Exercise material:
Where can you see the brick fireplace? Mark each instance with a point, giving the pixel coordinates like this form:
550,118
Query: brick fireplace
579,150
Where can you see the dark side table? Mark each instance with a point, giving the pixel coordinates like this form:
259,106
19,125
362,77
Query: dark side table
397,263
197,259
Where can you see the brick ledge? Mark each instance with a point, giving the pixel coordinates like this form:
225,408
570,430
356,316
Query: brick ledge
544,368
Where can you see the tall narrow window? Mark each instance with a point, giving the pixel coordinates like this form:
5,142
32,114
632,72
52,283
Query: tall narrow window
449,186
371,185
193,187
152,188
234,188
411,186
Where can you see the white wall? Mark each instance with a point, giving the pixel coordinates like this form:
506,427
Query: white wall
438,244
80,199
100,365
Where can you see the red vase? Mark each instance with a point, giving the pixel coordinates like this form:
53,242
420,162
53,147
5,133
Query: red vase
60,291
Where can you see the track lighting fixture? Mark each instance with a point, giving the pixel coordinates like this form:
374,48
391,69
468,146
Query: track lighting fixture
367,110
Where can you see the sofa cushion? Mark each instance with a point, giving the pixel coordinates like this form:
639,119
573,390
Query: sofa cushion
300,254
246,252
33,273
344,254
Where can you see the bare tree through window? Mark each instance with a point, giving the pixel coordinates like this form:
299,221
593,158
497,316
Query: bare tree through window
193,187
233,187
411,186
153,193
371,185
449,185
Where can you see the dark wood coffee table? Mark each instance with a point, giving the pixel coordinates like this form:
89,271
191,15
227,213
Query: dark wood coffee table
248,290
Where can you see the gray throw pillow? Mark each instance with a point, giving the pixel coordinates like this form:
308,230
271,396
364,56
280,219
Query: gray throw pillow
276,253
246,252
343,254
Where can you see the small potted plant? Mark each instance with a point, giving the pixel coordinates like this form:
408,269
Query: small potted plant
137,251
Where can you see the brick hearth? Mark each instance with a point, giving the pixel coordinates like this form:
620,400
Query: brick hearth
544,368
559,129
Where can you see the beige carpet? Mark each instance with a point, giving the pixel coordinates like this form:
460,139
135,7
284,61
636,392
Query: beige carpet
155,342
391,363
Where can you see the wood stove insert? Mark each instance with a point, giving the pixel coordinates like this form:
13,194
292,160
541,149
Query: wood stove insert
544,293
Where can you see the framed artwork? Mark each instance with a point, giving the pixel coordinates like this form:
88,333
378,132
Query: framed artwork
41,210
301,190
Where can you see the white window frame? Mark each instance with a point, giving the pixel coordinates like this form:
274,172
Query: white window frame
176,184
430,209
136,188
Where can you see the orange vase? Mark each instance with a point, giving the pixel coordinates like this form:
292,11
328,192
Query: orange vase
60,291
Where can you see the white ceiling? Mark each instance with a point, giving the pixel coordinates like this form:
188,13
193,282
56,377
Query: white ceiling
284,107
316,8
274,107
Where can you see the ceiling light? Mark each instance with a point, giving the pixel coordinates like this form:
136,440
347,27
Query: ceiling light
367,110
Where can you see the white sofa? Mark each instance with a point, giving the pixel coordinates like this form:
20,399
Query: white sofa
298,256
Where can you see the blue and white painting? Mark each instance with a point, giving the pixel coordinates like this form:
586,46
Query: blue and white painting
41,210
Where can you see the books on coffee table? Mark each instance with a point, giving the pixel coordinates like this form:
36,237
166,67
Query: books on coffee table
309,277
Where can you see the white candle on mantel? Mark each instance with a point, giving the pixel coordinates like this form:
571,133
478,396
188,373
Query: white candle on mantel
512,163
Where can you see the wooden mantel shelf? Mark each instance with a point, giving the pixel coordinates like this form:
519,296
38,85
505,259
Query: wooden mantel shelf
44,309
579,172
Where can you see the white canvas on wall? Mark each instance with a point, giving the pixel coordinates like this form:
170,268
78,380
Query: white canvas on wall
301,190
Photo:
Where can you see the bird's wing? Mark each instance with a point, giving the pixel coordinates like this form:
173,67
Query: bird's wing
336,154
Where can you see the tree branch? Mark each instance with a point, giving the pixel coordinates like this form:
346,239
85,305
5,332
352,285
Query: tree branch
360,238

What to produce:
Write every entry out again exactly.

Answer to this problem:
Where can you see the brick fireplace? Mark each instance with a point, giving the pixel coordinates like this form:
550,118
Query: brick fireplace
579,150
Where can you see the dark side table? Mark each instance with a point, giving the pixel coordinates like this form:
259,106
19,125
362,77
Query: dark side table
397,263
197,259
Where can you see the brick ledge? Mark each instance with a point, giving the pixel coordinates like this form:
225,408
570,430
356,316
Query: brick ledge
544,368
Where can you see the tall narrow window? Mark each instance with a point, giving the pixel coordinates like this form:
5,142
32,114
632,72
52,283
Query: tall narrow window
449,186
371,185
193,187
152,188
234,188
411,186
Where can you see the white wall? Mark each instance with a point, giving the pixel coordinates like this form:
506,427
Query: white wall
438,244
80,199
100,365
Where can you see the red vase? Mark each instance with a point, giving the pixel coordinates like this form:
53,242
420,162
53,147
5,133
Query: red vase
60,291
Where can you see the track lighting fixture? Mark each instance with a point, giving the pixel coordinates like this form:
374,48
391,69
468,146
Query: track lighting fixture
367,110
Where can you see the sofa cushion? Mark each instance with a point, giving the pixel coordinates like this form:
639,119
573,390
Query: sofa cushion
300,254
246,252
33,273
344,254
Where can you see the bare tree through window? Mark each instance with a point, giving the pixel coordinates like this form:
299,221
593,158
497,316
Query: bare tree through window
193,187
233,187
411,186
153,193
371,185
449,185
Where can you see the dark wood coffee table? Mark each instance with a point, giving the pixel coordinates like this form:
89,271
191,15
227,213
Query: dark wood coffee table
248,290
Where can you see the gray throw pillow? Mark each instance with a point, giving the pixel coordinates like this form:
308,230
271,396
364,56
280,219
Query: gray throw pillow
276,253
246,252
343,254
Where can you see the small potted plant? Mark each instance with a point, giving the pixel coordinates like this form:
408,269
Query: small potted plant
137,251
Where can you see the brick hearth? Mark each instance with a point, giving the pixel coordinates like this form:
620,400
Query: brick hearth
544,368
559,129
Where can you see the beige carpet? Mark each instance with a point, giving the pixel coordinates like this form:
460,139
135,7
284,61
636,392
Query: beige carpet
155,342
391,363
Where can you see the wood stove insert? Mark each instance with a point, giving the pixel coordinates like this form:
13,194
292,160
541,149
Query: wood stove insert
544,293
Where can you see the framed artwork? Mark each instance with a point, giving the pixel coordinates like this form:
88,333
378,132
Query: framed artwork
41,210
301,190
Where can you see the white window frame? Mark each instance with a point, giving the pixel coordinates like this form:
274,172
Query: white window frame
176,184
430,209
136,188
Where can you see the orange vase? Mark each instance with a point, giving the pixel coordinates like this form:
292,11
328,192
Query: orange vase
60,291
Where can you see the white ceiling? Mark each instance with a point, giving the pixel coordinates like this form:
188,13
193,282
56,377
Query: white ceiling
284,107
316,8
274,107
Where can you see the ceiling light? Mark each instance with a point, giving the pixel coordinates like this form:
136,440
347,27
Query: ceiling light
367,110
Where can you see the white sofa? Mark each instance with a point, giving the pixel coordinates like this form:
20,399
Query: white sofa
298,256
Where can you see the blue and white painting? Mark each instance with a point, giving the pixel coordinates like this form:
586,46
Query: blue and white painting
41,210
Where can you see the books on coffee table? Mark each instance with a point, giving the pixel coordinates like this form:
36,237
166,67
Query: books on coffee table
309,277
Where can you see the white candle on mantel? Mark each instance with a point, giving the pixel coordinates like this form:
571,133
478,396
188,373
Query: white candle on mantel
512,163
Where can you see the wooden mantel shelf? Mark each instance with a point, giving the pixel coordinates like this form:
519,296
38,85
505,259
Query: wooden mantel shelf
44,309
579,172
Where can you see the white canvas on wall? Mark each instance with a point, giving the pixel coordinates like this form:
170,268
78,380
Query: white canvas on wall
301,190
Photo:
Where can you see the bird's wing? Mark each instance with a point, giving the pixel coordinates like this form:
173,67
Query: bird's wing
336,154
Where can you see the tree branch? Mark each instance with a point, giving the pixel coordinates like this form:
346,239
85,305
5,332
352,285
Query: tree branch
360,238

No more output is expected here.